Stocks to sell

It’s been a tough year for tech stocks. Especially social media stocks. Major names in the space have given a large chunk of their respective pandemic era gains. With Snap (NYSE:SNAP), the pullback has been even more severe. SNAP stock has given back all of its gains and has fallen back to price levels last seen in Spring 2020.

On the surface, it may seem like the market has overreacted. Unfortunately, this is not the case. Investors haven’t been irrational in sending the stock down 78% since January, and nearly 87% over the past two months.

Many factors are working against it at this moment. These factors will likely persist in the quarters ahead. With more disappointment ahead, the situation could get worse before it begins to get better. There’s a good chance shares could tank once again, like they’ve done several times since last October.

How SNAP Stock Fell Into the Market Graveyard

Macro headwinds have by all means played a role in Snap’s severe stock price decline. Rising interest rates, in response to high inflation, have resulted in lower valuation for tech/growth stocks (valued more heavily on future rather than present results).

Rising concern about a recession has also put pressure on tech stocks. In particular, tech stocks with advertising-based revenue models. However, the biggest factor behind the big drop in SNAP stock is the company’s own underwhelming operating performance in recent quarters.
-------
Copy the passage of the article on Snap stock starting at "Macro headwinds have" and ending at "than present results).", renaming "Macro headwinds" as "Economic headwinds". The rows play no part in this work.
-------
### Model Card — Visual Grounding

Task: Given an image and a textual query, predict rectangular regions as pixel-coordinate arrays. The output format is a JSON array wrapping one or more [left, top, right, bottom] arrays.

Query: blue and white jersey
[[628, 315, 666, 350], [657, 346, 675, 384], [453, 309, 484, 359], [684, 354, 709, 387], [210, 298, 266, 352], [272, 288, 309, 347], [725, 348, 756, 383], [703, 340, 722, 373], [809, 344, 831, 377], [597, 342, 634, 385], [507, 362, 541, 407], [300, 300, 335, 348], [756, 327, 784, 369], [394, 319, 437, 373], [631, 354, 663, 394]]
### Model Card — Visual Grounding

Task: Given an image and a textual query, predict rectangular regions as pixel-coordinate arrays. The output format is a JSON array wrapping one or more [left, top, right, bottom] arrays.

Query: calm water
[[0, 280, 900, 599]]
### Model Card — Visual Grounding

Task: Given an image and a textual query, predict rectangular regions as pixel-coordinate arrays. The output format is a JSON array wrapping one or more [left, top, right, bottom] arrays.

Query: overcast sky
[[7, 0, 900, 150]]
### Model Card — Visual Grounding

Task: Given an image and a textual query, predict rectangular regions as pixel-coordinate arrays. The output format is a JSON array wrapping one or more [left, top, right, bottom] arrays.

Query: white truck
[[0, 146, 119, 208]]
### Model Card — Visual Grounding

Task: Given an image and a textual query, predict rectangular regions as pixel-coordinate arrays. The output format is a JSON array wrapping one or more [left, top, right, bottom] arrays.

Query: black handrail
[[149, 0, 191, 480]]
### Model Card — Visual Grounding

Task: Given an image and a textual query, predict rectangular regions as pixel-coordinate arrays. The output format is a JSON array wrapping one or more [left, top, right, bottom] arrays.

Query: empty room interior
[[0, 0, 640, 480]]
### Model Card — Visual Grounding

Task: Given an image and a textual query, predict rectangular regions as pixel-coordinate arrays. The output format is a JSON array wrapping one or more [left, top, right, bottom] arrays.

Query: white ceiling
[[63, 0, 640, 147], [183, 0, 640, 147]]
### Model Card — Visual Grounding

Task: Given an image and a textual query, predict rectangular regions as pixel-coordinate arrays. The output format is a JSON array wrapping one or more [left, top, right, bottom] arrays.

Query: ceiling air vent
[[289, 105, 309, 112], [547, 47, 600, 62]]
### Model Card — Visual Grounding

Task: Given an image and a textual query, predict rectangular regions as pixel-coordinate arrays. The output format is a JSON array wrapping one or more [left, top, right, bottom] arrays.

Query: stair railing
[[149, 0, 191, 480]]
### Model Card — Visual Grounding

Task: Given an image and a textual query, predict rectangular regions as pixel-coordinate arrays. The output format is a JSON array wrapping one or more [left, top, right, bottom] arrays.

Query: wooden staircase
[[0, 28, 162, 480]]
-------
--- Worked solution ---
Economic headwinds have by all means played a role in Snap’s severe stock price decline. Rising interest rates, in response to high inflation, have resulted in lower valuation for tech/growth stocks (valued more heavily on future rather than present results).